DIRECTIONS ->
Print the lines below word for word, beginning at the line that contains "Task: confirm every instance of the yellow" and stopping after the line that contains "[[542, 216], [676, 226]]".

RECORDS FOR THIS TASK ->

───

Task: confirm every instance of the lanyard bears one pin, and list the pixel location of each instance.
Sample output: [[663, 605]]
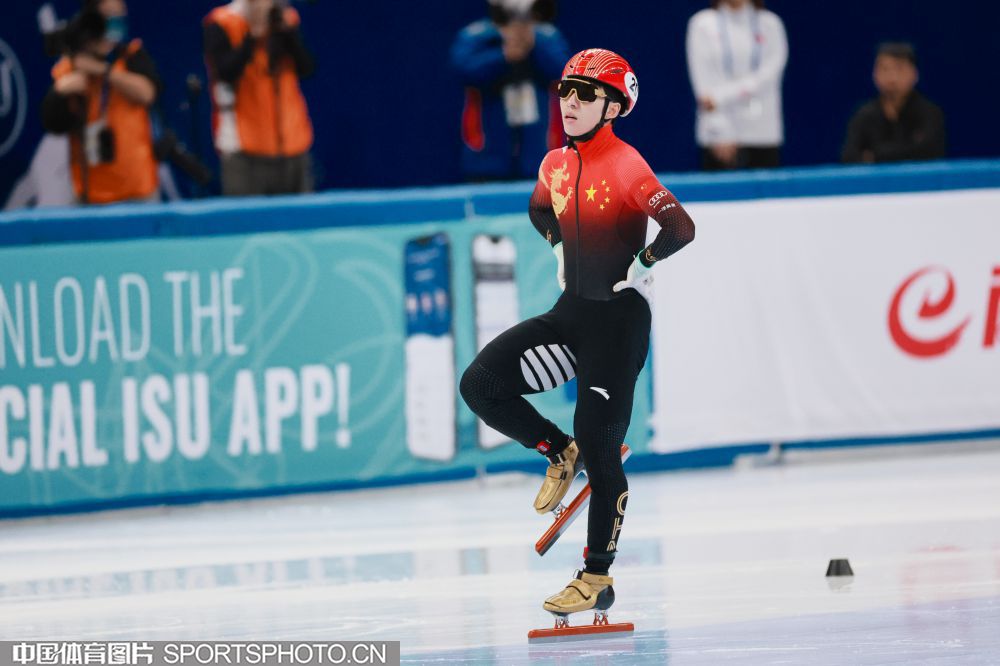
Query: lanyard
[[727, 47], [111, 59]]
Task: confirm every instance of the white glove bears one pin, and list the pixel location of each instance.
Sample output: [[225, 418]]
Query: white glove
[[561, 271], [640, 278]]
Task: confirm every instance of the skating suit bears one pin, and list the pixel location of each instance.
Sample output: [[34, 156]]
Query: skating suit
[[595, 197]]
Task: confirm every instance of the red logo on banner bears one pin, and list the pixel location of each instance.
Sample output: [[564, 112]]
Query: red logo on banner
[[929, 310]]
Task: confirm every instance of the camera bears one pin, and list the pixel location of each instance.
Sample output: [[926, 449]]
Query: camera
[[168, 147], [503, 12], [72, 37]]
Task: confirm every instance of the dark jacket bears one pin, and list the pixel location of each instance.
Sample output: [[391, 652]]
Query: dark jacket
[[918, 133], [492, 148]]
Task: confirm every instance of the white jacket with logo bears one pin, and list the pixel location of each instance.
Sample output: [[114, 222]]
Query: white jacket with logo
[[737, 58]]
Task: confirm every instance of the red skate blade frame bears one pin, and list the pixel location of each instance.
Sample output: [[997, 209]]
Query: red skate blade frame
[[571, 513], [582, 632]]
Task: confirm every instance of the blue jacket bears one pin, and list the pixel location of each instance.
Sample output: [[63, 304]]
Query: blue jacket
[[511, 115]]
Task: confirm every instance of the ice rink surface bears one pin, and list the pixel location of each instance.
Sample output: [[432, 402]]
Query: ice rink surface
[[720, 566]]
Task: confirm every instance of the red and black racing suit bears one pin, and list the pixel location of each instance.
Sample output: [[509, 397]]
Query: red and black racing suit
[[595, 197]]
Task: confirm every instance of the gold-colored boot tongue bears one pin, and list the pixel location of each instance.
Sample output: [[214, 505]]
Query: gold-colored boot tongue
[[582, 593], [563, 468]]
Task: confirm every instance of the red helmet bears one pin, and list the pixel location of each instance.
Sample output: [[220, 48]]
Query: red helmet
[[608, 68]]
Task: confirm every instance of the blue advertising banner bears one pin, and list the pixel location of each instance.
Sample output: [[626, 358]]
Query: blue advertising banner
[[187, 368]]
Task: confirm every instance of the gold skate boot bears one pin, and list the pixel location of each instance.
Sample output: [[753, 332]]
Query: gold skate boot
[[585, 592], [558, 477]]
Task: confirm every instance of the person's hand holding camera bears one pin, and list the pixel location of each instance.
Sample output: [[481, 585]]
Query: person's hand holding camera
[[88, 64], [74, 83]]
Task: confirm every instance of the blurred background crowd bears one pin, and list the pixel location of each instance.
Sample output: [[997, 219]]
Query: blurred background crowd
[[111, 100]]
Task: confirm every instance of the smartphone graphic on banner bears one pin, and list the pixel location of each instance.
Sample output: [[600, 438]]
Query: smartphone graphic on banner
[[430, 350], [496, 303]]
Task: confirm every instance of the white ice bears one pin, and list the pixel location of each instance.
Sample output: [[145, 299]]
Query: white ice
[[720, 566]]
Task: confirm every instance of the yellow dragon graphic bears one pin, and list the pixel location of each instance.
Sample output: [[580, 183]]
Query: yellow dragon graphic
[[556, 179]]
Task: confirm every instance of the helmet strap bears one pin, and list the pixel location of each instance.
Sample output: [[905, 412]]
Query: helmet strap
[[597, 128]]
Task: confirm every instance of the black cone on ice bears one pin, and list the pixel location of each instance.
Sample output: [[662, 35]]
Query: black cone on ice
[[839, 568]]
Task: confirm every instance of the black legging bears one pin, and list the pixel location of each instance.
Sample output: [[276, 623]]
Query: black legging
[[604, 343]]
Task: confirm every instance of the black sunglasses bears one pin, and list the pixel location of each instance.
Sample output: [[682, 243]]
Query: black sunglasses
[[585, 91]]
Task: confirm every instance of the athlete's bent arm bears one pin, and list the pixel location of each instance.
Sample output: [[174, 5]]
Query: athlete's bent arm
[[542, 216], [676, 226]]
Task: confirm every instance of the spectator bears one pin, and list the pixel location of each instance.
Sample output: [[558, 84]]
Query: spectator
[[900, 124], [256, 58], [508, 65], [736, 53], [103, 89]]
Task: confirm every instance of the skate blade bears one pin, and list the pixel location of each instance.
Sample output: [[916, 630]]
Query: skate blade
[[580, 633], [566, 516]]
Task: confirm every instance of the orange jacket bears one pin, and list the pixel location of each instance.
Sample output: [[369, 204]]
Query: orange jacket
[[271, 114], [132, 172]]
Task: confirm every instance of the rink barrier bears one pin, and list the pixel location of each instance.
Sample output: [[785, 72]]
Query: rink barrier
[[462, 211], [376, 207]]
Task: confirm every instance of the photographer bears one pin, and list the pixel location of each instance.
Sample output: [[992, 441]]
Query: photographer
[[508, 64], [104, 86], [256, 57]]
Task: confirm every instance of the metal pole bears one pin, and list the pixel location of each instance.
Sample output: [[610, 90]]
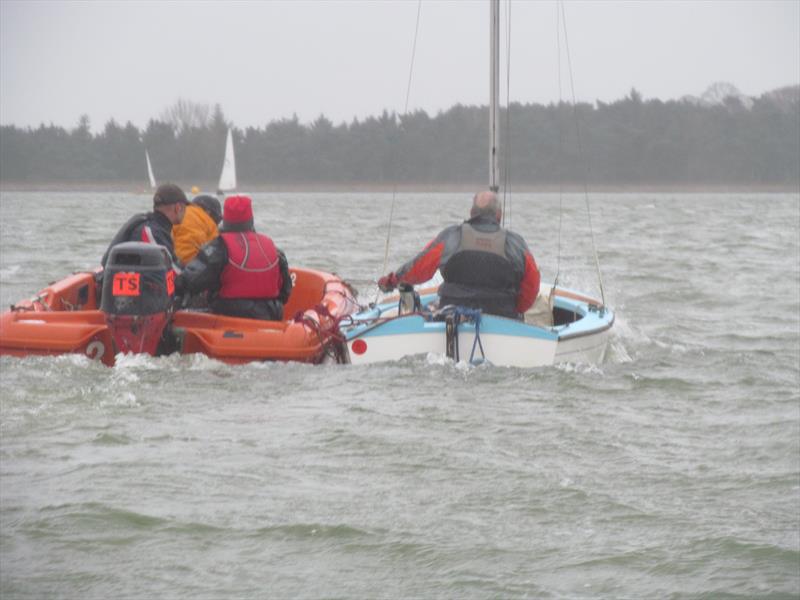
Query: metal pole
[[494, 93]]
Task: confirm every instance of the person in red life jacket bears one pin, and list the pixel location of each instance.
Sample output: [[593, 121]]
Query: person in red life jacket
[[169, 206], [198, 227], [483, 265], [245, 274]]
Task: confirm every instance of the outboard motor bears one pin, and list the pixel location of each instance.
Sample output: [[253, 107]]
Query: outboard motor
[[138, 289], [409, 299]]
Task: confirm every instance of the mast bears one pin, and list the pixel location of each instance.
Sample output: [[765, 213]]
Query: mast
[[494, 92]]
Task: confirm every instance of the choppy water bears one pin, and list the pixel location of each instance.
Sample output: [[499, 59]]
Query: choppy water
[[671, 470]]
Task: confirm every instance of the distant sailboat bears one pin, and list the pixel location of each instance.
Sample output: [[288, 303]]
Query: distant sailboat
[[150, 170], [227, 179]]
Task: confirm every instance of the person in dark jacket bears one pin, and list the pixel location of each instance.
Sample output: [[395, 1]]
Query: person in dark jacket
[[243, 271], [483, 265], [169, 206]]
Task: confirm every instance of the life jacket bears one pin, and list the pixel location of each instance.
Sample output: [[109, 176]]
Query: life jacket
[[480, 274], [253, 269]]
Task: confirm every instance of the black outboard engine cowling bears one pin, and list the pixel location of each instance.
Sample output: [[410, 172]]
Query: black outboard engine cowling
[[138, 290]]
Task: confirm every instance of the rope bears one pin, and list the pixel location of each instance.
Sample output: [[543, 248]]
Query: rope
[[405, 111], [580, 153]]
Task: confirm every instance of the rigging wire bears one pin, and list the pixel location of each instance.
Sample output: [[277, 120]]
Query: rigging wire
[[508, 120], [560, 146], [580, 153], [405, 111]]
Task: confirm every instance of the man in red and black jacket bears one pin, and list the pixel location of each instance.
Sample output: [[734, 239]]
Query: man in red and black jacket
[[483, 265], [245, 274]]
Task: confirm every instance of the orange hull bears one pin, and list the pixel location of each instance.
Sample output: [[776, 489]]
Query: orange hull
[[64, 319]]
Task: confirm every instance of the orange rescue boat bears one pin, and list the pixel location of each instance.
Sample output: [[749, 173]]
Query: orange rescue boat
[[64, 318]]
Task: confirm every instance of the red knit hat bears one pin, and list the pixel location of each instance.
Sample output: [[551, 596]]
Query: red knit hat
[[238, 209]]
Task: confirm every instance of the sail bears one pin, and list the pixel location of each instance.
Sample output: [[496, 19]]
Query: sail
[[227, 179], [150, 170]]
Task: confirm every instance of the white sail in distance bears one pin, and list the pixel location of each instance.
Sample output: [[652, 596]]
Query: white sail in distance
[[227, 179]]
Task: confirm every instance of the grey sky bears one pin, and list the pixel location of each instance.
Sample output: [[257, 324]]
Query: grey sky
[[267, 60]]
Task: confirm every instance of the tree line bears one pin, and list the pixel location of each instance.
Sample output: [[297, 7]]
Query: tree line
[[627, 142]]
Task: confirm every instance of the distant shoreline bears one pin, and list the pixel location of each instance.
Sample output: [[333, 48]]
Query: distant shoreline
[[382, 188]]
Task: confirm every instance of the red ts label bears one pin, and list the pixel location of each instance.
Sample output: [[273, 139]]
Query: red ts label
[[126, 284]]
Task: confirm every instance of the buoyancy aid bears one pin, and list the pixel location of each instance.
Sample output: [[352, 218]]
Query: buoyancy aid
[[253, 269], [480, 274]]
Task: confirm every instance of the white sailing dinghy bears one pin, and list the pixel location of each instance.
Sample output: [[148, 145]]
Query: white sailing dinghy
[[150, 170], [227, 178], [564, 326]]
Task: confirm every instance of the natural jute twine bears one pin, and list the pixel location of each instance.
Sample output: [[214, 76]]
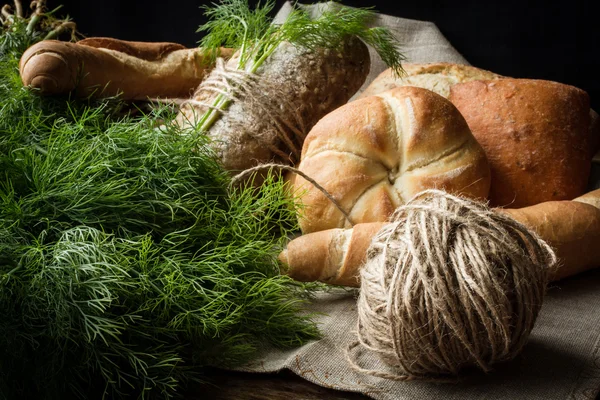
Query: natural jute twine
[[263, 99], [448, 283]]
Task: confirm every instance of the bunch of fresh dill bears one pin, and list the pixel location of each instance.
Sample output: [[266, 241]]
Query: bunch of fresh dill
[[255, 36], [126, 264]]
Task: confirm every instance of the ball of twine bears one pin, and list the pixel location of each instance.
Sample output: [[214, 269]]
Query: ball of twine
[[448, 284]]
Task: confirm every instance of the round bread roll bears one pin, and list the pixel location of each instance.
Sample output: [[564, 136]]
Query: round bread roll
[[374, 154], [437, 77], [536, 135]]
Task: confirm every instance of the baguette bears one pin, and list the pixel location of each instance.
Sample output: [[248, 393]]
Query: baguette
[[106, 67], [335, 256]]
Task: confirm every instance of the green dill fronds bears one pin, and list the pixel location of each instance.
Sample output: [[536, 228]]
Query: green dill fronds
[[19, 31], [250, 31], [233, 24], [126, 263]]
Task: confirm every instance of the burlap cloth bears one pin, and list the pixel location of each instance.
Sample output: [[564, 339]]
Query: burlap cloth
[[561, 360]]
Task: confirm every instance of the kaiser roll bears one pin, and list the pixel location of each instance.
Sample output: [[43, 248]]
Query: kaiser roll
[[536, 135], [374, 154]]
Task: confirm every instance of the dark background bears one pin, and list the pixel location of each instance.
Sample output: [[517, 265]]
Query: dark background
[[558, 41]]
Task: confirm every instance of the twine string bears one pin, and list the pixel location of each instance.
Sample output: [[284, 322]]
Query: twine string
[[240, 85], [240, 177], [447, 284]]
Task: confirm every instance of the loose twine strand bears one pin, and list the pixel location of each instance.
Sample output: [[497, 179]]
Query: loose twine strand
[[266, 101], [448, 283], [269, 166]]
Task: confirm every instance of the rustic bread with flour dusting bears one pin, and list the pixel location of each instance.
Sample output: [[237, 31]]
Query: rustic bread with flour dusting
[[536, 135], [374, 154], [280, 103], [437, 77]]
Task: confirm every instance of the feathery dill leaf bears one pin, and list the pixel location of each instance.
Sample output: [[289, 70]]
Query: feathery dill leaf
[[232, 23], [126, 264]]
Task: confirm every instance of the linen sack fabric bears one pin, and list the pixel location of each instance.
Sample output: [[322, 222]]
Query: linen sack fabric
[[561, 360]]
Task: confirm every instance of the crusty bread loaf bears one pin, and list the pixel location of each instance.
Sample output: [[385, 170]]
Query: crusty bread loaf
[[437, 77], [335, 256], [374, 154], [536, 135], [106, 67], [440, 77], [331, 256]]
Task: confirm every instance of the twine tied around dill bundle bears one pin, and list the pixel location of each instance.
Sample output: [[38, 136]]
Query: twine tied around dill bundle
[[449, 283], [235, 85]]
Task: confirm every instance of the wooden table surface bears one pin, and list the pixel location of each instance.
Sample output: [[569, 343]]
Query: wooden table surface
[[227, 385]]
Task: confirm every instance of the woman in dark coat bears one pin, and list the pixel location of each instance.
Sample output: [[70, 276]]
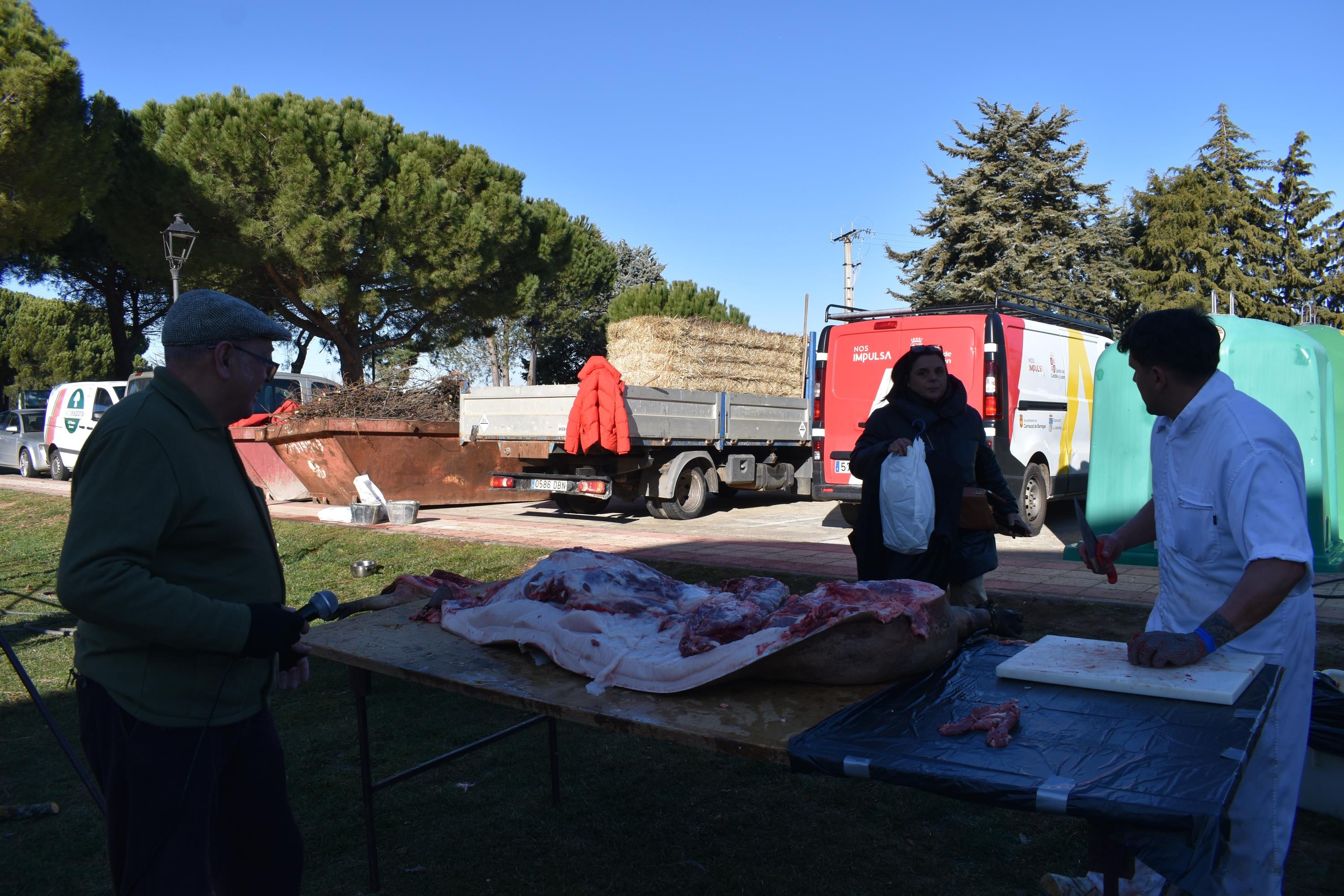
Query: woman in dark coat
[[926, 402]]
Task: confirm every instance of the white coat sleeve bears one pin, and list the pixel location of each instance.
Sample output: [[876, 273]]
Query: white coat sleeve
[[1266, 504]]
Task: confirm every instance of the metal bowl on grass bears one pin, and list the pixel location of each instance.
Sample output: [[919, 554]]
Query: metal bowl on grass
[[362, 569]]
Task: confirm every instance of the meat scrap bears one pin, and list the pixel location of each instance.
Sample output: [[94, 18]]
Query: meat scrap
[[996, 722], [435, 589]]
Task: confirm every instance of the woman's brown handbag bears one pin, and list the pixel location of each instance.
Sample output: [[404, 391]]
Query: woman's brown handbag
[[976, 512]]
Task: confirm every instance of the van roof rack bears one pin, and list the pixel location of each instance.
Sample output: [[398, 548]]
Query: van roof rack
[[1021, 306]]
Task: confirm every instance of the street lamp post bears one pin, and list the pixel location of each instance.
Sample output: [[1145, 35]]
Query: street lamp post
[[178, 241]]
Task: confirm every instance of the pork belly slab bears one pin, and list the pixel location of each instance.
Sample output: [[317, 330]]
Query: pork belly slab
[[627, 625]]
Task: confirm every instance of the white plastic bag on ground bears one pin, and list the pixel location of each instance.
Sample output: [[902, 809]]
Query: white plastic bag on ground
[[906, 501], [369, 493]]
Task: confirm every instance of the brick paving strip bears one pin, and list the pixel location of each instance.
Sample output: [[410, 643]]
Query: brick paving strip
[[812, 550]]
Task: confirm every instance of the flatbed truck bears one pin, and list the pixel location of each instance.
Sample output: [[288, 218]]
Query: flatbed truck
[[686, 445]]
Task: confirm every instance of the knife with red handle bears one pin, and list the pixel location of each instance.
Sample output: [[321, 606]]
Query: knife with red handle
[[1090, 546]]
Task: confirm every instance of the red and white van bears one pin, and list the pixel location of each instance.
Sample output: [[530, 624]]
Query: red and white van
[[1027, 366]]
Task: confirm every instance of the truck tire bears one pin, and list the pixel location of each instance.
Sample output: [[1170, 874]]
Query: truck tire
[[689, 497], [1034, 497], [580, 503], [60, 472]]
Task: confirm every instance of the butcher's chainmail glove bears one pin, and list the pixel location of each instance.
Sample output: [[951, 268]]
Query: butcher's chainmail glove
[[272, 630], [1160, 649], [1006, 624]]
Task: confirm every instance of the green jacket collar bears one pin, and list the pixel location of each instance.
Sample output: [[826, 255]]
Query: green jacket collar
[[193, 408]]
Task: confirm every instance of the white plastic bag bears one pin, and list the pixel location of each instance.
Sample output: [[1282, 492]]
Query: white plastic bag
[[369, 493], [906, 501]]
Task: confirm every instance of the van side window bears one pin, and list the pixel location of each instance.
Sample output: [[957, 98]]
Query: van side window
[[273, 394]]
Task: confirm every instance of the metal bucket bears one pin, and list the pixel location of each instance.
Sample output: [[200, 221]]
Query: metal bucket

───

COMPLETE RESPONSE ->
Task: confirm every instance of the yellow dragon graphic bears one pin, and list the pixel location of each instance.
Sample output: [[580, 183]]
Query: yellow dragon graphic
[[556, 179]]
Task: confirm every instance of the helmet strap bears one pin, and list the pixel location of each instance.
Sample output: [[905, 412]]
Query: helmet strap
[[597, 128]]
Task: confirm every instance of the black cone on ice bears one pin, and list the pixel location of each instance.
Sample output: [[662, 35]]
Query: black cone on ice
[[839, 568]]
Task: confirm every instance of the black legging bears one pin, and list the pixel location of each instance.
Sample output: [[276, 623]]
Query: black legging
[[604, 343]]
Task: confirm every instance of the black sunglasses bears one pin, and list the pixel location of each instance.
Sample output: [[682, 243]]
Query: black sunglasses
[[585, 91]]
Task: confirm every instance of the athlete's bent arm bears one pin, and list the pixel location of each instance.
Sample output: [[174, 5]]
Query: athlete's bent arm
[[542, 216], [676, 226]]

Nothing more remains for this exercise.